## READING PASSAGE
......
Lubhu (Nepal Bhasa: लुभू) is a place that is part of Mahalaxmi Municipality in Bagmati Province of central Nepal. Lubhu is a sub-urban Newar location situated seven kilometers east of Kathmandu in northern part of Lalitpur, Nepal.

==Etymology==
There are interesting folklores explaining how Lubhu, which in Newari means “Golden Plate” got its name.

In ancient time, Lubhu was hit by disease. Ganga Maharani, the ruler of the city, sold her golden plate and resettles the city. So, the city was called Lubhu which means Golden Plate.

God Bhairav laid under golden umbrella to save the people from disease. The place was then called ‘Subarna Chhatrapur’ but was called ‘Lubhu’, which means the same in Newari.

== Demographics ==
The settlement in the 730 acres of land of Lubhu is mostly populated by an ethnic Newari community of mainly Shresthas, Maharjans, Rajthala and Gubhaju in the main town area and Brahmin and chhetri in the outskirts.
== Festival ==
Mahalaxmi jatra is the main festival of Lubhu. It celebrates in the month of Baishakha especially from Baishakha Sukla Tritiya till to Ekadasi which takes more than a week for its completion. During the festival, the idols of Goddess Mahalaxmi and Lord Mahabhairav are placed in elaborately decorated wooden palanquins (khat) and carried through the streets of Lubhoo. The procession is accompanied by traditional Newar music, dances, and rituals performed by local cultural groups such as the Lubhoo Dafa Manka Khala and Chatrapal Mahabhairav Manka Khala. The event draws large crowds and active participation from the local community.
......
Stored records

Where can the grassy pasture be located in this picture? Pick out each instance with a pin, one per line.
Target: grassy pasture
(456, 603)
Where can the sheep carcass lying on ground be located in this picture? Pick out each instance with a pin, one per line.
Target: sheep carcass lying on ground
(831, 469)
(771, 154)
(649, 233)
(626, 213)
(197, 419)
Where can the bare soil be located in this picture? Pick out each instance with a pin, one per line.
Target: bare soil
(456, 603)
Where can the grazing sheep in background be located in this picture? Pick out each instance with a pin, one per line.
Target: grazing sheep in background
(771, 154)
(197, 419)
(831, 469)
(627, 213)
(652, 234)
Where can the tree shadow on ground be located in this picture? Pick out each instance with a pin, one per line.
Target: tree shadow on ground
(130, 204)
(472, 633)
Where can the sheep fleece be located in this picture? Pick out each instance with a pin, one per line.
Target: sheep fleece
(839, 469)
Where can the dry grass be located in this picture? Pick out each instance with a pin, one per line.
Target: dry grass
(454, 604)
......
## WHAT YOU NEED TO DO
According to the passage on Lubhu, how far from Kathmandu is Lubhu, and in which direction? None of the lines are needed for this work.

## THE ANSWER
Seven kilometers east of Kathmandu.